**WHAT TO WORK ON**
Print exactly what the entries say, line by line, from the first line down to the one with "Target: power line", inclusive.

[Stored data entries]
=== Section Start ===
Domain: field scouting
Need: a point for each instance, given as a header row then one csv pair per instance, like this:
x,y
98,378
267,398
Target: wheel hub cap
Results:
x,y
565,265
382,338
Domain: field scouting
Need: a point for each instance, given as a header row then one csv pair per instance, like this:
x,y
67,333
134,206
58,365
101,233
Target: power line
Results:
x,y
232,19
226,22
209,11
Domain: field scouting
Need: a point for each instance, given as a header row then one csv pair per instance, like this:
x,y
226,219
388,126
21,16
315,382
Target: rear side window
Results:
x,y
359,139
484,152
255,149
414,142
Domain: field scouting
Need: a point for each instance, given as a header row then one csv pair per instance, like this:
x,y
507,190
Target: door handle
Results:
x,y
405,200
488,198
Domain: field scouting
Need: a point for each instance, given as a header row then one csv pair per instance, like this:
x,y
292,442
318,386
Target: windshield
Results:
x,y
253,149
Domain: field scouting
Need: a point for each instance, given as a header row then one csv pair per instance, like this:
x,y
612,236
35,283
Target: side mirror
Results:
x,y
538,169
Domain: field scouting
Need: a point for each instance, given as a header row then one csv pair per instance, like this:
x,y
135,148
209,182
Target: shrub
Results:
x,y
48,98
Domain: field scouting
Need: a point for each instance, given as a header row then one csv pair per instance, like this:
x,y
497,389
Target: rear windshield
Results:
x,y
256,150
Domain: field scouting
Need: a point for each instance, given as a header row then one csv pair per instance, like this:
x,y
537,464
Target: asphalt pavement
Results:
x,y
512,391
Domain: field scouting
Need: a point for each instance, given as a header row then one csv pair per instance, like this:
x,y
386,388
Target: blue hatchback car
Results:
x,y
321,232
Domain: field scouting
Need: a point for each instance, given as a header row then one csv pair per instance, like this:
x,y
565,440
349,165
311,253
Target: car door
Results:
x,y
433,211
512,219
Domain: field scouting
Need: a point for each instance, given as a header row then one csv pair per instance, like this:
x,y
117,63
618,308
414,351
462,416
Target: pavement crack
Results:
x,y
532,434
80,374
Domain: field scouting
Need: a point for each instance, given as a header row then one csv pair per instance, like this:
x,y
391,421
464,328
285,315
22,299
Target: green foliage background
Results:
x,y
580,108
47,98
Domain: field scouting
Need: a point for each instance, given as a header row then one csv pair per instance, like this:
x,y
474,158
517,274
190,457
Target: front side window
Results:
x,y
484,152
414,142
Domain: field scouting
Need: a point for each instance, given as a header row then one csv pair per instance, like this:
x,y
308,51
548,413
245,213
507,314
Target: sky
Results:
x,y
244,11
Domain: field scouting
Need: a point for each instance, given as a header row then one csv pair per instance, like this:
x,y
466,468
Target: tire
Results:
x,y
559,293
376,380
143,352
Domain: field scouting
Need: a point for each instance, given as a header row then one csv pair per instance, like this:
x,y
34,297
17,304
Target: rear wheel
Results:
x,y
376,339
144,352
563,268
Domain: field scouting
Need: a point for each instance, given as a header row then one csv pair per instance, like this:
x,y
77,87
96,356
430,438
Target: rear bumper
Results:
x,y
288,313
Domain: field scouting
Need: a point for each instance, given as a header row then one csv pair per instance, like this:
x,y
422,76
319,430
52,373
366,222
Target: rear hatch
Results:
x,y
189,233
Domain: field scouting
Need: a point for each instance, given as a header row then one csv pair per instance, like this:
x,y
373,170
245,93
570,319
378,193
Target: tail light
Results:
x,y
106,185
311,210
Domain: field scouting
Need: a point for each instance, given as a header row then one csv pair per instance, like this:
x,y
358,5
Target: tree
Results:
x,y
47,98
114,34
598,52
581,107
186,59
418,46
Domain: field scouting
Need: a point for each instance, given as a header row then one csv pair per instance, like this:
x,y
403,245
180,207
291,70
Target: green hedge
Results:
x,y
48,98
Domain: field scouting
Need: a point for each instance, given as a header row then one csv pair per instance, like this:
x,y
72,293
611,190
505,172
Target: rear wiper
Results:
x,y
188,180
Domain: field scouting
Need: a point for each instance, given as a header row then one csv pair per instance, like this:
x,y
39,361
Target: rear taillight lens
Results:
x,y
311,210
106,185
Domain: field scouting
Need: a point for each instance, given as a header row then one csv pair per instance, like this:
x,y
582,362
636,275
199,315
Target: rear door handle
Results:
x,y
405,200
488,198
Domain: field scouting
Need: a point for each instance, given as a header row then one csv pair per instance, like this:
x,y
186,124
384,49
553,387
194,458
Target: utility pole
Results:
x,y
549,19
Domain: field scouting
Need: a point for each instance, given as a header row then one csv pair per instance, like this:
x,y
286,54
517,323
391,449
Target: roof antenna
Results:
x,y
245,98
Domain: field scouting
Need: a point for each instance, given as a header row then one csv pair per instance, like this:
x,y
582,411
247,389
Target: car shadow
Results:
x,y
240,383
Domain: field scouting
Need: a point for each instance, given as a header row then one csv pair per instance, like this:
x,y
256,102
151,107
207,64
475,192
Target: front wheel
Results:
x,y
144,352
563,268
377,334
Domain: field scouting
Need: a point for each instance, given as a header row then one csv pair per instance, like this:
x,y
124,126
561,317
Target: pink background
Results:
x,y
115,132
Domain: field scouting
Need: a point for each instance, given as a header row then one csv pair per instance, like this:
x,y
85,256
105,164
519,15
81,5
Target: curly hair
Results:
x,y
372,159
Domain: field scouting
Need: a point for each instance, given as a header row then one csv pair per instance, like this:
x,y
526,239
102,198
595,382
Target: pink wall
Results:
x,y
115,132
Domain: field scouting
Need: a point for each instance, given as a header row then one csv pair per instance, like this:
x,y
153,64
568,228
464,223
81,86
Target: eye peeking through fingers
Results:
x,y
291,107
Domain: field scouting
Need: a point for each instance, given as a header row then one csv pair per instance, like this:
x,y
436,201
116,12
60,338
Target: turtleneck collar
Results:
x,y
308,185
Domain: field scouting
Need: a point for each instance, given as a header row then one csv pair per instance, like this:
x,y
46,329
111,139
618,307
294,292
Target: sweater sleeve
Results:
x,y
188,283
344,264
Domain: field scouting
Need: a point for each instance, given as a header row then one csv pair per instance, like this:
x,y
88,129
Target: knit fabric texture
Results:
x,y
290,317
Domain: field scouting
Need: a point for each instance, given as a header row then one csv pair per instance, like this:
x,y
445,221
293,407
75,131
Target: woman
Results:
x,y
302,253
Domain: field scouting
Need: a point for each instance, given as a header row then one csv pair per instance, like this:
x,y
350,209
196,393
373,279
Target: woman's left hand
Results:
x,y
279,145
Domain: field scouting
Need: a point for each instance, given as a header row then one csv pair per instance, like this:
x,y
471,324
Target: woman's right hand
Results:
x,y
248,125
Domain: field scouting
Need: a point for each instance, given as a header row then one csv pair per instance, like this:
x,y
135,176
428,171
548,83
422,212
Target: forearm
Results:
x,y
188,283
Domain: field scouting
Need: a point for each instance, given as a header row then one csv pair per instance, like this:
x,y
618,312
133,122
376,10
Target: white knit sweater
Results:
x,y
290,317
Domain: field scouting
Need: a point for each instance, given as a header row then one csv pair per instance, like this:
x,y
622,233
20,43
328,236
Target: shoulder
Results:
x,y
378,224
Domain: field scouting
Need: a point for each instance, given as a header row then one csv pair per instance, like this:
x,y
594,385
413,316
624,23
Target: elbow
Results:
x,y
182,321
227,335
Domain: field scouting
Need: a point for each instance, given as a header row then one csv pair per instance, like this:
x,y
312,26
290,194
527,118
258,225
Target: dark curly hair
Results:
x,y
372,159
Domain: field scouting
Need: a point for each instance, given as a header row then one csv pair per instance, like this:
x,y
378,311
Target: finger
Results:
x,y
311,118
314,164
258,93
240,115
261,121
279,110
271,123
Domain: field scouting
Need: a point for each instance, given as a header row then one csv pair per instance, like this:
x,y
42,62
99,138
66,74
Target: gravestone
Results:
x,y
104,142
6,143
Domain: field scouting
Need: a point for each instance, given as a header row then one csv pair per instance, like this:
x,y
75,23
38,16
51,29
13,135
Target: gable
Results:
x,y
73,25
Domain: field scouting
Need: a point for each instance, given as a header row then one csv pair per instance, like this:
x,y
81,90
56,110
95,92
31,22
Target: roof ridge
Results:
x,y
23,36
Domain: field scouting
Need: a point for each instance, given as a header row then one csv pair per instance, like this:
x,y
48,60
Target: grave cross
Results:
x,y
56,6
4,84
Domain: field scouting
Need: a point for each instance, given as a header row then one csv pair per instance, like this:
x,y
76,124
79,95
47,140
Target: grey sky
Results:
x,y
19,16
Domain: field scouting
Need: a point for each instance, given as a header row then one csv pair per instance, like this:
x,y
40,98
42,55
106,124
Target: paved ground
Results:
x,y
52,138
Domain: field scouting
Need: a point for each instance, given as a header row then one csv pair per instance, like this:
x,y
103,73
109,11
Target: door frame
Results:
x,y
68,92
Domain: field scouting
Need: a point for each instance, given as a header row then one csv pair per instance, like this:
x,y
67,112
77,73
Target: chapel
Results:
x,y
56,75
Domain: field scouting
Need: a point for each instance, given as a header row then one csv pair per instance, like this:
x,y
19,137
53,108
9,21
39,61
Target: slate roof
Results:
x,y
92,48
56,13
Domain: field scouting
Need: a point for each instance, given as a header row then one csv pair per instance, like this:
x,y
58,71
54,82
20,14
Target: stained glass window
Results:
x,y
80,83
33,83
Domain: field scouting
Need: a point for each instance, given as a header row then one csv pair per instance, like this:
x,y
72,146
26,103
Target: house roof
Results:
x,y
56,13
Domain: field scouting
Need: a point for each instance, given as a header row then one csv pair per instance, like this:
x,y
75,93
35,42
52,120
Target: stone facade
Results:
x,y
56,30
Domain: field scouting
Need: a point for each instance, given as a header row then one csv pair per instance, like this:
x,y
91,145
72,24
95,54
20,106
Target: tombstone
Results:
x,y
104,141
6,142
=== Section End ===
**RESULT OF THIS TASK**
Domain: field scouting
Need: a point for each instance, given as a header row then one csv pair per instance, like this:
x,y
98,378
267,398
Target: wheel hub cap
Results:
x,y
565,265
382,338
Domain: field scouting
Need: a point for each instance, given as a header row then one csv pair per instance, like this:
x,y
67,333
134,206
58,365
101,233
Target: power line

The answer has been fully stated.